Records excerpted from a collection:
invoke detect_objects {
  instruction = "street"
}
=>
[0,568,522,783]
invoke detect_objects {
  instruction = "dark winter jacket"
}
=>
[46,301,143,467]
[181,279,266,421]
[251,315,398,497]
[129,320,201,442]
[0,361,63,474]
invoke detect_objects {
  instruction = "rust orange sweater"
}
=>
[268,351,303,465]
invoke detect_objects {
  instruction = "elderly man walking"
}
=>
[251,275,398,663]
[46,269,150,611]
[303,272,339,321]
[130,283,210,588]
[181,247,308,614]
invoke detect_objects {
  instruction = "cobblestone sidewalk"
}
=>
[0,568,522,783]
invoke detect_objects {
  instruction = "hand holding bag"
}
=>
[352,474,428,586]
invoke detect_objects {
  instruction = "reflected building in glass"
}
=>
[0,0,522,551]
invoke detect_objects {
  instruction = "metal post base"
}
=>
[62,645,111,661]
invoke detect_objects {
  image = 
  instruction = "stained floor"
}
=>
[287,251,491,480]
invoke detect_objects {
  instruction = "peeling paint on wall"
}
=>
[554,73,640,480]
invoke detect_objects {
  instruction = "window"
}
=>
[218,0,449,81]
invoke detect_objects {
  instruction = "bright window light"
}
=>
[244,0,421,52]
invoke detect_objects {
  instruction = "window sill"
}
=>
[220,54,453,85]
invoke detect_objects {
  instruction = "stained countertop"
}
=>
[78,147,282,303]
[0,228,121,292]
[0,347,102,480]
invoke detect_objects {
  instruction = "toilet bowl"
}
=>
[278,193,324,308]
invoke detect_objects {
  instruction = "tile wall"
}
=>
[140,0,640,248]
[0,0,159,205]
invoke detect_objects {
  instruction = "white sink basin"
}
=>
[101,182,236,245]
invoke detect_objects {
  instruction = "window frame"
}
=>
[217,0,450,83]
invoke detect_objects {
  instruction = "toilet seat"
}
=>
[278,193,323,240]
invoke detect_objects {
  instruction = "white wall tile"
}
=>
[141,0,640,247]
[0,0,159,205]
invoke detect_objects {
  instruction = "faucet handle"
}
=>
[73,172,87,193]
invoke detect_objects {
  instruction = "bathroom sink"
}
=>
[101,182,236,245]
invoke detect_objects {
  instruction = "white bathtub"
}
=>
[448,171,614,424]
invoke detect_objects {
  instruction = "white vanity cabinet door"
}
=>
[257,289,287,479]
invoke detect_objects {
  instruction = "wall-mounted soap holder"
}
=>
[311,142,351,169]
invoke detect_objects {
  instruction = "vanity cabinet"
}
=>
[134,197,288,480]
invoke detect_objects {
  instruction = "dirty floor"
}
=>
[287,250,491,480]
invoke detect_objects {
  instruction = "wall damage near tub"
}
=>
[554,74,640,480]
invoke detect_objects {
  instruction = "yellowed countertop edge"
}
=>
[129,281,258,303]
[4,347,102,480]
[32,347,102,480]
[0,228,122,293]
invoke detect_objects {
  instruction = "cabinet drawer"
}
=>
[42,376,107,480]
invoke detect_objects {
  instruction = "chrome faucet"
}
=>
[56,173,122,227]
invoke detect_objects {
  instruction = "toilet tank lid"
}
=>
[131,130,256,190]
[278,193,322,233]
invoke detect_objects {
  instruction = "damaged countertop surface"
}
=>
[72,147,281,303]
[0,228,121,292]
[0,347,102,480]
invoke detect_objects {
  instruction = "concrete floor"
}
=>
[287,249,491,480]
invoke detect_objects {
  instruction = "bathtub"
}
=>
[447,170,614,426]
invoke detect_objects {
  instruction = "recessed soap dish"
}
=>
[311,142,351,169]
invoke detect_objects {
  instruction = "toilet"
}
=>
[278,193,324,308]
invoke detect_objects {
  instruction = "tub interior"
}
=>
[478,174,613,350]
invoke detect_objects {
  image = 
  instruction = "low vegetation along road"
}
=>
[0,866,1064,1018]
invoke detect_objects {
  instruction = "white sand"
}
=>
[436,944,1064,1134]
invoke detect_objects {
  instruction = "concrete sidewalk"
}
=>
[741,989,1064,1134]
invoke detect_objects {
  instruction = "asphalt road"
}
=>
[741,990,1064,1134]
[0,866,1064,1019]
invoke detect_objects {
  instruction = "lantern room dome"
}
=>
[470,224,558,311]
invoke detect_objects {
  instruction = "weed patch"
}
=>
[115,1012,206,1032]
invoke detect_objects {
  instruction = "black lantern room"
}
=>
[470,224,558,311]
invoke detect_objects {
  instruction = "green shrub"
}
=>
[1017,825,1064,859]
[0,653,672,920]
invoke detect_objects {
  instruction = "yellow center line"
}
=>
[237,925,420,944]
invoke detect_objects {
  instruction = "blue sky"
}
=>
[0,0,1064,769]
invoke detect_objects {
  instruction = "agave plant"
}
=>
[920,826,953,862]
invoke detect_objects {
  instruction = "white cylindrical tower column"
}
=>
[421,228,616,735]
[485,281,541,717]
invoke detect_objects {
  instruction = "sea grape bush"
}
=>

WHAT IS BEING ASKED -
Reproduce the records from the start through the line containing "[278,193,323,240]", inclusive, requests included. Add -53 to every bounding box coordinate in the answers.

EXERCISE RESPONSE -
invoke detect_objects {
  instruction = "street"
}
=>
[-53,515,469,730]
invoke detect_objects {
  instruction = "dark winter jacket"
}
=>
[-7,248,90,414]
[128,226,213,368]
[198,262,345,444]
[76,267,148,389]
[-53,308,10,421]
invoke detect_objects {
  instruction = "rust orange sweater"
}
=>
[215,298,250,412]
invoke detect_objects {
  instruction = "elderly man walking"
}
=>
[198,222,345,610]
[-7,216,97,558]
[250,219,286,268]
[77,230,157,535]
[128,194,255,561]
invoke detect_objects {
  instruction = "cobblestone sidewalk"
}
=>
[-53,515,469,730]
invoke detect_objects {
  instruction = "hand holding bag"
}
=>
[299,421,375,533]
invoke detect_objects {
  instruction = "reflected building in glass"
}
=>
[-53,-53,469,498]
invoke detect_objects {
  instruction = "metal post base"
}
=>
[9,592,58,608]
invoke detect_objects {
  image = 
  instruction = "stained floor"
}
=>
[234,198,438,427]
invoke detect_objects {
  instruction = "peeling paint on wall"
}
=>
[501,20,587,427]
invoke detect_objects {
  instruction = "window"
}
=>
[165,-53,396,28]
invoke detect_objects {
  instruction = "bright window light"
}
=>
[191,-53,368,-1]
invoke detect_objects {
  instruction = "window sill"
}
=>
[167,1,400,32]
invoke detect_objects {
  instruction = "stained countertop"
}
=>
[25,94,229,250]
[-53,175,68,239]
[-53,294,49,427]
invoke detect_objects {
  instruction = "toilet bowl"
}
=>
[225,140,271,255]
invoke detect_objects {
  instruction = "tile wall"
}
=>
[87,-53,587,195]
[-53,-53,106,152]
invoke detect_objects {
  instruction = "white sink basin"
}
=>
[48,129,183,192]
invoke detect_objects {
  instruction = "window frame"
}
=>
[164,-53,397,30]
invoke detect_objects {
  instruction = "toilet seat"
}
=>
[225,140,270,187]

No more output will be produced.